» What you have to do
Give the data below again, word for word.

» Given information
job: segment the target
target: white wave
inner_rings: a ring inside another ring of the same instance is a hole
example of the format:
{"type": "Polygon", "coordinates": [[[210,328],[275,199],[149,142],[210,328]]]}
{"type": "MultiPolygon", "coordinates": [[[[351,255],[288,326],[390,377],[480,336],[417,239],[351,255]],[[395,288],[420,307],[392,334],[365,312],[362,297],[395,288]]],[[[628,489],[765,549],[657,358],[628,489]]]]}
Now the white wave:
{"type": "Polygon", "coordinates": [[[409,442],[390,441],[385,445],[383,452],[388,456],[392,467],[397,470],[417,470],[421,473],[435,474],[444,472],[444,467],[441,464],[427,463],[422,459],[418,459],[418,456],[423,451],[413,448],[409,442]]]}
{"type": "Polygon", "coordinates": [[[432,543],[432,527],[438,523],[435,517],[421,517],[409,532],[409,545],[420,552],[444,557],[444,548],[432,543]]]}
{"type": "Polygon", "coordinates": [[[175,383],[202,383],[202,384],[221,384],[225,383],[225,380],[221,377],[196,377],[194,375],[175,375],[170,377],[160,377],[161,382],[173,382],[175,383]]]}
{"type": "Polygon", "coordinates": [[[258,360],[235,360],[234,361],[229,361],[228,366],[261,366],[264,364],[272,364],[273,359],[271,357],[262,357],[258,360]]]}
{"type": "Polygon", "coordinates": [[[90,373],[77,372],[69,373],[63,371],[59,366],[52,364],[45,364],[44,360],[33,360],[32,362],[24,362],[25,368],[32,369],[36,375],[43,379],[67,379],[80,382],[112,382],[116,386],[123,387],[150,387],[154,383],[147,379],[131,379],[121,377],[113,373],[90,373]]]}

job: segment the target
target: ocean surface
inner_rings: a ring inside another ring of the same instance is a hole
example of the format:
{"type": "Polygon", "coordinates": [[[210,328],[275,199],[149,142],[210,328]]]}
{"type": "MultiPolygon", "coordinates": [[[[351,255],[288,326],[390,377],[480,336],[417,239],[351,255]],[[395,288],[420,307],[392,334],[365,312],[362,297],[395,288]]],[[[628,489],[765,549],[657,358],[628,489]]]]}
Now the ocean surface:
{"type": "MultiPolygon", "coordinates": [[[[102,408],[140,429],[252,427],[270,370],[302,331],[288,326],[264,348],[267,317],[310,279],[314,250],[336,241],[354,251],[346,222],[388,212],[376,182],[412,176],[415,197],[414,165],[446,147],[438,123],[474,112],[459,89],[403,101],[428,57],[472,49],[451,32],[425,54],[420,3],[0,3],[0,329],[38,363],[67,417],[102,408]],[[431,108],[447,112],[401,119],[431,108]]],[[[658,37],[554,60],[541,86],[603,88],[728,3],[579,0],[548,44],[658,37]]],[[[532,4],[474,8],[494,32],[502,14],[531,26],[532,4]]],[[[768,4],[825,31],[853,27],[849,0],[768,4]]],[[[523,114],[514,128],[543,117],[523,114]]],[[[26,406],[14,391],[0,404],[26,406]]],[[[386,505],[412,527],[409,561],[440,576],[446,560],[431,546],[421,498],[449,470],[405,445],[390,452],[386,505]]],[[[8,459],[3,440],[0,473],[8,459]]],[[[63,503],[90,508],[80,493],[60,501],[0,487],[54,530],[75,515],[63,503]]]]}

» Right answer
job: segment the target
target: white wave
inner_rings: a ring inside another ring of the same instance is a hole
example of the format:
{"type": "Polygon", "coordinates": [[[210,328],[275,199],[149,142],[210,328]]]}
{"type": "MultiPolygon", "coordinates": [[[[351,255],[288,326],[390,377],[480,336],[417,239],[351,255]],[[395,288],[420,307],[392,334],[365,312],[362,297],[395,288]]],[[[628,489],[765,549],[657,358],[628,489]]]]}
Now the white wave:
{"type": "Polygon", "coordinates": [[[409,442],[390,441],[385,445],[383,452],[388,456],[392,467],[397,470],[417,470],[421,473],[435,474],[444,472],[444,467],[441,464],[427,463],[422,459],[418,459],[418,456],[423,451],[413,448],[409,442]]]}
{"type": "Polygon", "coordinates": [[[432,543],[432,527],[438,523],[435,517],[421,517],[409,532],[409,545],[420,552],[444,557],[444,548],[432,543]]]}
{"type": "Polygon", "coordinates": [[[175,383],[202,383],[202,384],[221,384],[225,383],[225,380],[221,377],[196,377],[194,375],[175,375],[170,377],[160,377],[161,382],[173,382],[175,383]]]}
{"type": "Polygon", "coordinates": [[[258,360],[235,360],[234,361],[229,361],[228,366],[261,366],[264,364],[272,364],[273,359],[271,357],[262,357],[258,360]]]}
{"type": "Polygon", "coordinates": [[[90,373],[77,372],[69,373],[63,371],[59,366],[52,364],[45,364],[44,360],[33,360],[32,362],[24,362],[25,368],[32,369],[36,375],[43,379],[67,379],[80,382],[112,382],[116,386],[123,387],[150,387],[154,383],[147,379],[131,379],[121,377],[113,373],[90,373]]]}

job: segment the target
target: ocean surface
inner_rings: a ring inside another ring of the same instance is a hole
example of the format:
{"type": "Polygon", "coordinates": [[[210,328],[275,199],[149,142],[210,328]]]}
{"type": "MultiPolygon", "coordinates": [[[[351,255],[288,326],[390,377],[480,336],[417,239],[351,255]],[[395,288],[420,307],[392,334],[365,312],[362,297],[395,288]]],[[[628,489],[765,549],[657,358],[628,489]]]]}
Now the ocean surface:
{"type": "MultiPolygon", "coordinates": [[[[102,408],[140,429],[252,427],[270,370],[302,331],[288,326],[264,348],[267,317],[310,279],[314,250],[336,241],[354,251],[346,222],[388,212],[376,182],[412,176],[415,197],[414,165],[446,147],[438,123],[474,112],[459,89],[403,101],[428,57],[472,49],[451,32],[425,54],[420,3],[0,3],[0,329],[38,363],[67,417],[102,408]],[[431,108],[447,112],[401,119],[431,108]]],[[[658,37],[554,60],[541,86],[603,88],[728,3],[579,0],[548,44],[658,37]]],[[[532,4],[474,8],[494,32],[502,14],[531,26],[532,4]]],[[[768,4],[825,31],[853,27],[849,0],[768,4]]],[[[523,114],[514,128],[543,117],[523,114]]],[[[26,406],[14,391],[0,404],[26,406]]],[[[386,505],[412,527],[409,561],[440,576],[446,560],[431,546],[421,498],[449,470],[405,445],[390,452],[386,505]]],[[[8,459],[3,440],[0,473],[8,459]]],[[[63,503],[90,508],[80,493],[60,501],[0,487],[54,530],[75,515],[63,503]]]]}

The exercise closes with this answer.